**Passage**
--- start ---

Among those is a widening gap between red-hot computing power—that is, the number of operations performed per unit of time—and yet-to-catch-up data movement—processing, storing and analyzing data.
Petruzza, with a colleague at the University of Alabama at Birmingham, has been awarded a three-year, $600,000 National Science Foundation collaborative research grant to develop tools and techniques to relieve the traffic jam. About half of the grant amount is awarded to USU.
"Our work will yield a scalable and extensible I/O runtime and tools for next-generation adaptive data layouts to alleviate the bottleneck," said Petruzza, assistant professor in USU's Department of Computer Science. "The proposed data layouts will be hierarchical, compressed and tunable, making them suitable to deal with the data deluge and the evolving landscape of high-performance computing."
Data layouts, he says, will address the increasing flood of data and enable efficient and seamless access.
"Data layouts describe how data is organized, and how it is written into memory or stored into files," Petruzza said. "The goal is to increase efficiency and flexibility, allowing users to pluck needed information from an ocean of data much faster."
A novel feature of Petruzza and his colleague's proposal is a WebGPU-powered visualization system that will harness the progressive nature of the layout to enable interactive exploration of very large datasets on web browsers.
"Web GPU is a future web standard and JavaScript application programming interface or 'API' that will allow users to perform computation through a web browser," he said. "It's a next-generation tool for creating advanced 3D visualization and analysis directly to your browser."
The world is facing big challenges, Petruzza says, and the ability to interpret data quickly and accurately is critical to finding viable solutions.
"That is why leveraging large-scale, supercomputing power is so important," he said. "Our role, as computer scientists, is to make this process as easy, efficient, affordable and accurate as possible."

--- end ---

**Provided material**
--- start ---

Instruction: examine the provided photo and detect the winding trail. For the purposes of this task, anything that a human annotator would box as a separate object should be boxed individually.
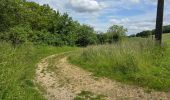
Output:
[36,54,170,100]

--- end ---

**Task description**
According to the grant article, what four qualities does Petruzza say computer scientists should give the process of using large-scale supercomputing power? List them. Work only from the grant article.

**The completed task**
- Easy
- Efficient
- Affordable
- Accurate